Supplied text »
How can I describe the depth of this nothingness?
After a few hours watching the task force assigned to repair the regulatory mess associated with Florida’s assisted living facilities, I’d need a new thesaurus.
The Assisted Living Workforce was born out of a scandal of such unspeakable neglect that it made for a startling juxtaposition against the emptiness of its fix.
It wasn’t as if the task force, which met Friday in Fort Lauderdale, was contemplating mere theoretical problems. Last year, The Miami Herald reported awful instances of neglect and abuse among the elderly and disabled consigned to the state’s ALFs.
They were locked in closets. They were tied up with ropes. Some were controlled with powerful tranquilizers, doped into a zombie state. Others, lost and confused, somehow managed to walk away unnoticed by staffers at ALFs.

Entries supplied »
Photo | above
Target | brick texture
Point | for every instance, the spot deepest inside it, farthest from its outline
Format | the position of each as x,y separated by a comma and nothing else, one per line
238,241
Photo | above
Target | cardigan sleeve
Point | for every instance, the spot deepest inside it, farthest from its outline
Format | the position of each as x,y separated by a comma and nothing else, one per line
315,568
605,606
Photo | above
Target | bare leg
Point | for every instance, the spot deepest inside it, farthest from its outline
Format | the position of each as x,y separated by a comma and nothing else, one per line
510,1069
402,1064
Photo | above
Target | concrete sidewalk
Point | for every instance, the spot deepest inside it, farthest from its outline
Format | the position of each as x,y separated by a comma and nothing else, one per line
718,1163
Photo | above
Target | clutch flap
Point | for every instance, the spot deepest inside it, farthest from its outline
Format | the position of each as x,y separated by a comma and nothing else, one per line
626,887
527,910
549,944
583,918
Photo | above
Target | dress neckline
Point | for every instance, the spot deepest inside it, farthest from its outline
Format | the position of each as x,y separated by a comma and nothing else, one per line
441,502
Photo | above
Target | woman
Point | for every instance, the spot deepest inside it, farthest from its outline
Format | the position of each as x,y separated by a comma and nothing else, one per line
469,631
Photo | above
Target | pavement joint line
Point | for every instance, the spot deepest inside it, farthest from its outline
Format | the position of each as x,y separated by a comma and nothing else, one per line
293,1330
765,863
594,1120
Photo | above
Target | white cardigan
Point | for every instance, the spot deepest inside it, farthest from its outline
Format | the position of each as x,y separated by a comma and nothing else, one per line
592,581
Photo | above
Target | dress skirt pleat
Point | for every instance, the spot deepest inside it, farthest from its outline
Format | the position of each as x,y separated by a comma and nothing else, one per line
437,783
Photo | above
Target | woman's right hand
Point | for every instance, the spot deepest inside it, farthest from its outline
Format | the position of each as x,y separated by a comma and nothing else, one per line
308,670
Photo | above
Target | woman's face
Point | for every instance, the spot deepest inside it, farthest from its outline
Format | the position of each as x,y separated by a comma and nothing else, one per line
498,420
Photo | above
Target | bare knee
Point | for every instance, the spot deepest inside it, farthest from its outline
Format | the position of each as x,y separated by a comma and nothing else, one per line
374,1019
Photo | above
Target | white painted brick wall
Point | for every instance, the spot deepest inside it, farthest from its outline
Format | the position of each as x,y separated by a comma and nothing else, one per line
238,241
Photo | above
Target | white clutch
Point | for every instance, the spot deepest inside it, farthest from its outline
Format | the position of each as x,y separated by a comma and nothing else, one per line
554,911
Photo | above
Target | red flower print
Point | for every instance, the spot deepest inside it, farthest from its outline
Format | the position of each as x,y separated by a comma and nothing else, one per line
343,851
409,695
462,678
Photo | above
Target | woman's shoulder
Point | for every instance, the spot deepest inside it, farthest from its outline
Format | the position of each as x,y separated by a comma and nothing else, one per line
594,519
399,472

Work instructions »
1 - From the column on Florida's assisted living task force, list every form of mistreatment that residents suffered in the state's ALFs.
2 - Continue the column on Florida's assisted living task force, starting after its final sentence.
The material that comes after the column is separate from it.

Task results »
1 -
- They were locked in closets.
- They were tied up with ropes.
- Some were controlled with powerful tranquilizers.
- Others walked away unnoticed by staffers.

2 -
And people died. The Miami Herald documented at least 70 deaths of the elderly or mentally disabled from abuse or neglect suffered in Florida’s ALFs, while regulators from the Agency for Health Care Administration seemed to have fallen into a lethargic trance, unwilling or unable to take action against lousy providers. As the deaths mounted, AHCA was carrying out fewer inspections and imposing fewer penalties. Inspectors had reason enough take action against 70 homes for deaths attributed to abuse or neglect in 2008 and 2009, but managed to shut down only seven. In 2009 alone, AHCA could have levied $6 million in fines against ALF operators, but settled for $650,000.
Plainly, regulatory torpor contributed to brutal living circumstances among Florida’s most vulnerable citizens. Great investigative work by The Herald’s Carol Marbin Miller, Mike Sallah and Rob Barry seemed to have provoked considerable anger across the state. So the governor appointed this task force.
It was stacked. Gov. Rick Scott filled most of the seats with ALF industry insiders and advocates and two legislators famously cozy with ALF operators, Republican Sen. Rene Garcia of Hialeah and Republican Rep. Matt Hudson of Naples. Former Secretary of Elder Affairs Bentley Lipscomb warned The Herald last year that the workgroup would hardly do much that might inconvenience ALFs. “Based on what I’ve seen so far, I don’t expect much out of any of this,” he said.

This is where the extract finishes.